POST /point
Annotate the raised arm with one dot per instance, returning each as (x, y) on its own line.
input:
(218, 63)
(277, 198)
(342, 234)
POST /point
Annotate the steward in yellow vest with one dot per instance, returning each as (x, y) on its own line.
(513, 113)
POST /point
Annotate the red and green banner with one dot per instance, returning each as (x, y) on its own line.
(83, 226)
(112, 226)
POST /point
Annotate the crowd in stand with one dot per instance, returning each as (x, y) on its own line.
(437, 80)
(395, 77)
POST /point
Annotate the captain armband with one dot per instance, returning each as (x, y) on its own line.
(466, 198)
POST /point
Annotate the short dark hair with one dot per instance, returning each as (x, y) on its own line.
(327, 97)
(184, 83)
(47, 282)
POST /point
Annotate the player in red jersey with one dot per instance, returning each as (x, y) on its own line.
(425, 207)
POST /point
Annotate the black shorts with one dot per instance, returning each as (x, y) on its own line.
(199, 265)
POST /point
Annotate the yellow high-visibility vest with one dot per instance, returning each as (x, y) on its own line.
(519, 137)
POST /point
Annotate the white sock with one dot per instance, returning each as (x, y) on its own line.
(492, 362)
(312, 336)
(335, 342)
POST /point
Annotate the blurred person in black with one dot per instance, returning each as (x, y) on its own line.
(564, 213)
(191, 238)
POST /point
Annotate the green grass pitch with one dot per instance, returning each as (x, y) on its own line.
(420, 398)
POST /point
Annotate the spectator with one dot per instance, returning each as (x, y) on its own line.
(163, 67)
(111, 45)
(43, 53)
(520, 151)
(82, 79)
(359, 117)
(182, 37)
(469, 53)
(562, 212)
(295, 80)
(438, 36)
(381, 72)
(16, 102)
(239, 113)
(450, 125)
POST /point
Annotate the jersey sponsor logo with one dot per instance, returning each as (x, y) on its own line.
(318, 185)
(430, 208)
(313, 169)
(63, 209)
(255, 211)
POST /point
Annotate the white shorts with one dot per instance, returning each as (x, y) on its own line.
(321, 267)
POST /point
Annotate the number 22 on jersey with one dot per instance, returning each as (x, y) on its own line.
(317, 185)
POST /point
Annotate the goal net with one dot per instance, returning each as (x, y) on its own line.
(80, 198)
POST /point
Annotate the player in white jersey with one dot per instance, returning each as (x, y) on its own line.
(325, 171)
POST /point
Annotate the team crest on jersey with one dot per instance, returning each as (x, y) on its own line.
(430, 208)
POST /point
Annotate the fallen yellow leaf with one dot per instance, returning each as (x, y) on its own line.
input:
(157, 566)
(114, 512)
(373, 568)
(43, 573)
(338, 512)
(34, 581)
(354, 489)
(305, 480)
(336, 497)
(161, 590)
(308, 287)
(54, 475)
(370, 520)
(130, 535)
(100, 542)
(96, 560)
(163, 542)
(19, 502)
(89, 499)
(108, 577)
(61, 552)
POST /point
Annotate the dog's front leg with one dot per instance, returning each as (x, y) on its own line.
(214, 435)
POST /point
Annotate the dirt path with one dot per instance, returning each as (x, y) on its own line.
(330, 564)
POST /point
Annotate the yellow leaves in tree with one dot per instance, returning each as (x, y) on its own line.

++++

#### Description of the task
Your task is to quote the listing above word for word.

#### Written response
POST /point
Annotate the raised arm with one dot per instance, returning each as (x, y) on its own line.
input:
(218, 63)
(277, 198)
(342, 234)
POST /point
Annotate the steward in yellow vest with one dot per instance, returning each as (x, y) on its own line.
(513, 113)
POST /point
Annotate the red and green banner with one dot per instance, returning each as (x, y) on its own line.
(83, 226)
(112, 226)
POST /point
Annotate the crowd in stand with one dot per instance, returning each as (x, y) on its own line.
(437, 80)
(395, 77)
POST /point
Annotate the captain armband with one dot per instance, returning each as (x, y) on its own line.
(466, 198)
POST /point
Annotate the short dark hair with one dot per instance, returning each as (x, y) on its own line.
(327, 97)
(184, 83)
(47, 282)
POST /point
Annotate the player in red jersey with one dot per instance, returning each as (x, y) on its own line.
(425, 207)
POST /point
Annotate the black shorts with one dot per instance, returning each as (x, y) on its own line.
(199, 265)
POST /point
Annotate the yellow high-visibility vest with one dot per instance, returning each as (x, y) on its own line.
(519, 137)
POST /point
Annotate the white sock with one dot per instance, returning each as (x, y) on its own line.
(492, 362)
(312, 336)
(335, 342)
POST /point
Annotate the blurred person in black with one dot per instance, returning each as (x, y) on its own line.
(564, 213)
(191, 238)
POST /point
Annotate the green grass pitch with one dot per instance, returning each as (x, y) on its own line.
(420, 398)
POST /point
Annotate the spectator with one dot per instance, returning each as (x, y) on its own line.
(163, 67)
(111, 45)
(43, 53)
(520, 151)
(82, 79)
(359, 117)
(182, 37)
(469, 53)
(562, 212)
(295, 80)
(438, 36)
(381, 72)
(16, 102)
(239, 113)
(450, 125)
POST /point
Annotate the jersey sponsor logo with one dot per instance, returning each as (x, y) on its own line.
(318, 185)
(430, 208)
(313, 169)
(63, 209)
(255, 211)
POST /point
Annotate the white shorts with one dot per instance, returning each as (x, y) on its own line.
(321, 267)
POST /point
Annotate the number 22 on jersey with one dot per instance, returning each as (x, y) on its own line.
(317, 185)
POST /point
Annotate the goal net with one dot per instance, returning each as (x, y) on its own line.
(80, 198)
POST /point
Annotate the player in white jersey with one dot per instance, returning each as (x, y) on its own line.
(325, 171)
POST /point
Annotate the team crest on jersey with one dot per instance, returning each as (x, y) on its own line.
(430, 208)
POST /point
Annotate the fallen yellow leaf with one dot per instance, returning each as (x, y) on its own line.
input:
(157, 566)
(114, 512)
(373, 568)
(43, 573)
(338, 512)
(34, 581)
(354, 489)
(305, 480)
(336, 497)
(161, 590)
(308, 287)
(54, 475)
(370, 520)
(130, 535)
(100, 542)
(96, 560)
(163, 542)
(19, 502)
(89, 499)
(108, 577)
(61, 552)
POST /point
Annotate the dog's front leg with one dot per instance, returning each as (x, y) on its own line.
(214, 435)
POST /point
Annotate the dirt path with one dot per instance, returning each as (x, y) on its own line.
(330, 564)
POST /point
Annotate the yellow leaves in tree with one dot per instance, returning each as (x, y) on its own line.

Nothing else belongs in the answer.